* [Extract provided]:
Week 14: Interface and application programming 

Group Assignment:

Compare as many tool options as possible.
We compared Processing (used in our individual assignments), Serial Studio, App Inventor and Jupyter. Projects with App Inventor and Jupyter are detailed on the Group Assignment page. Serial Studio is detailed here:

Using Serial Studio parsing a JSON file to use its graphical interface

Throttle visualitation

Serial studio is a software developed by Alex Spataru. He participates in several CanSat competition programs through a team at his university. A CanSat is “a simulation of a real satellite, integrated within the volume and shape of a soft drink can” (European Space Agency, more info). One of the main tasks in these competitions is to develop software for the ground station. The ground station software (GSS) receives telemetry from the CanSat in real time through a serial device (generally a XBee), displays it and exports it to a CSV/Excel file for post-mission analysis.

He spent more time developing (and fixing) his dashboard software than actually working on the MCU project, and the same happened again with a project related to the NASA Human Rover Exploration Challenge. So he decided to write a generic software to get data from embedded systems, having a common dashboard to show data, using a JSON file for data interchange.

He also found that to do that for big projects is problematic, because you have to build an serialize a big JSON file on the MCU. So he developed a solution that loads the same JSON document from your computer, instructs the microcontroller to send ONLY the sensor/data readings & lets Serial Studio figure out the rest by using the indices of each received value in a comma-separated data frame.

Doing so lets you have the best from both worlds:

  • You don’t need to write specific dashboard/GSS software for each project (and you get all the nice features that we described earlier).
  • And you don’t need to create & transmit a large JSON document from your microcontroller (heck, the person working on the microcontroller software doesn't event need to know what JSON is or how it works).

As my project only sends one data I'll have to make a minimal JSON structure. On the MCU side I have to send the starting sequence ("/*"), the data separated by comma (just one data this time, the value of the potentiometer), and the finishing sequende ("*/"). This time I mapped the value to 0-5, like simulating a voltage reading:

int pot = A1;
int throttle;

void setup()  
{
  Serial.begin(9600);
  pinMode(pot, INPUT); 
  throttle=0;
}

void loop() 
{
  if (Serial.available())

* [Dataset excerpts]:

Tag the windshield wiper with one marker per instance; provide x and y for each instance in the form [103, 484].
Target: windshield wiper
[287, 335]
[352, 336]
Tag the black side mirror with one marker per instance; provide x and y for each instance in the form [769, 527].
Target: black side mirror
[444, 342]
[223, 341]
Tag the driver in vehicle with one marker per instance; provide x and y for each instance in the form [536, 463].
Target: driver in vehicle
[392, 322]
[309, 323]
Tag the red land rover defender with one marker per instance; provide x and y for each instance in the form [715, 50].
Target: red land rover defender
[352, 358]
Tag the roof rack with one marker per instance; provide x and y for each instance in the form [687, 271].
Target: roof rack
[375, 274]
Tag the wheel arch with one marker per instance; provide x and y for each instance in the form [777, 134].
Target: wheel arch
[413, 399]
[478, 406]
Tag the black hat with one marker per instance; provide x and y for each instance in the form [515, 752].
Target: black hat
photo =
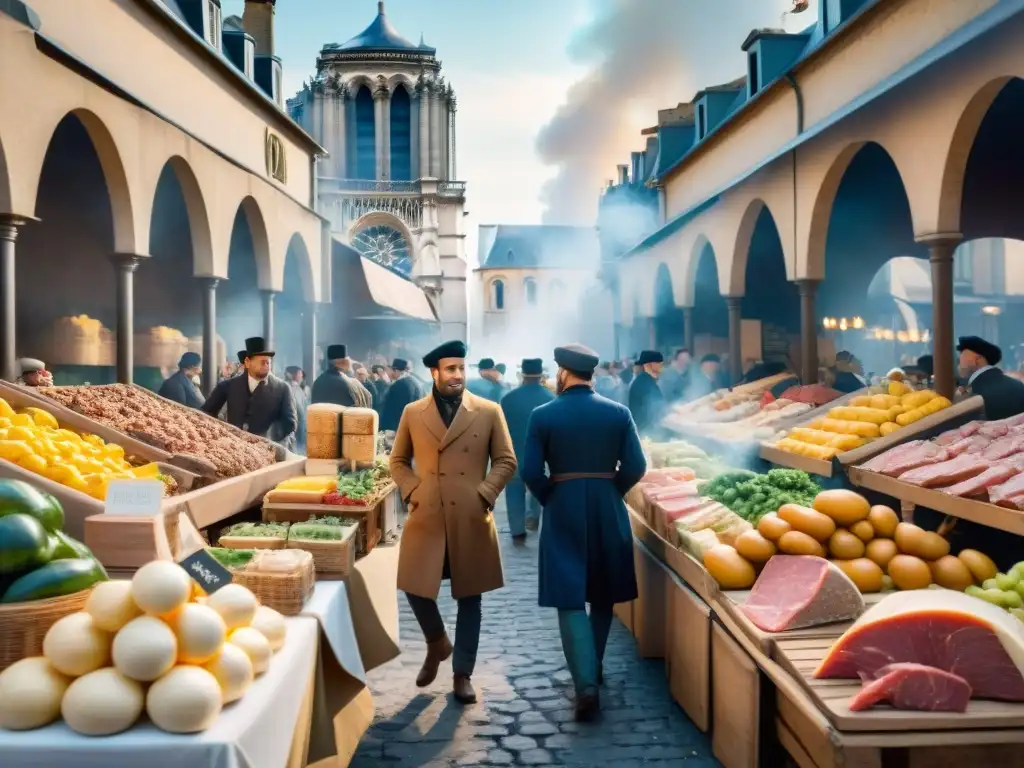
[256, 346]
[986, 349]
[448, 349]
[649, 355]
[532, 367]
[577, 357]
[189, 359]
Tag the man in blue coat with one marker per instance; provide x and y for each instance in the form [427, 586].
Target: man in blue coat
[524, 512]
[593, 456]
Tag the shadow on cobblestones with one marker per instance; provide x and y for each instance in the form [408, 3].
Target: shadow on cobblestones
[524, 716]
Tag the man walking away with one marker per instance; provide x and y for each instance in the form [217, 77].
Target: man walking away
[646, 400]
[439, 462]
[403, 390]
[180, 386]
[488, 385]
[338, 384]
[524, 512]
[593, 456]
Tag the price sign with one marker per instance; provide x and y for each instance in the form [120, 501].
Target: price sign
[206, 571]
[140, 498]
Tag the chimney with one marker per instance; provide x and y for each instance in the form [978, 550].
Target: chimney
[258, 22]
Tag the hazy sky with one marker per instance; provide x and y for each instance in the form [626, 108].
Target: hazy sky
[552, 93]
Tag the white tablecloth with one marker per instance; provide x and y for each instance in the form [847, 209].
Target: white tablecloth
[254, 732]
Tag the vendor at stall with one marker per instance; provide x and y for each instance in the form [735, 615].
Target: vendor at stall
[257, 401]
[180, 386]
[1004, 395]
[33, 373]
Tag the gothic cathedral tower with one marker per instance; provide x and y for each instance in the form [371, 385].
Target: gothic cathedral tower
[381, 108]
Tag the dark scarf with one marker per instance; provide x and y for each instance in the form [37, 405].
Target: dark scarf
[448, 406]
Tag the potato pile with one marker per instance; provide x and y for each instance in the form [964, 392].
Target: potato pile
[868, 544]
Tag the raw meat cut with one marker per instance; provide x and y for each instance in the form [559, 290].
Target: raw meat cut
[914, 686]
[797, 591]
[946, 473]
[950, 631]
[980, 483]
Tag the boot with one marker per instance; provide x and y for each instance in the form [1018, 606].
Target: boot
[463, 689]
[437, 651]
[587, 707]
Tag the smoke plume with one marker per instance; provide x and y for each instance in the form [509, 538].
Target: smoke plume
[642, 55]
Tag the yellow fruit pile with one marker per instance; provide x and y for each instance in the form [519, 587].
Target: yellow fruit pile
[33, 439]
[864, 419]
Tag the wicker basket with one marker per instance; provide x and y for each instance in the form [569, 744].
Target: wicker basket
[23, 626]
[286, 593]
[332, 558]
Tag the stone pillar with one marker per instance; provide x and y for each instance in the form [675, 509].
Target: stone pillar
[688, 330]
[808, 331]
[424, 109]
[309, 340]
[379, 98]
[268, 297]
[735, 304]
[8, 298]
[211, 365]
[125, 264]
[940, 253]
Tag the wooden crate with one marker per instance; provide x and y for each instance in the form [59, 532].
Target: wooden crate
[687, 655]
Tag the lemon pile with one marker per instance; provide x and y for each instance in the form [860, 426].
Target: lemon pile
[33, 439]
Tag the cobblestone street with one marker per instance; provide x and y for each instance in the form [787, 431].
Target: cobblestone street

* [The problem]:
Reproduce verbatim the part of the Serial Studio write-up between "He also found" and "comma-separated data frame.", inclusive.

* [Solution for this exercise]:
He also found that to do that for big projects is problematic, because you have to build an serialize a big JSON file on the MCU. So he developed a solution that loads the same JSON document from your computer, instructs the microcontroller to send ONLY the sensor/data readings & lets Serial Studio figure out the rest by using the indices of each received value in a comma-separated data frame.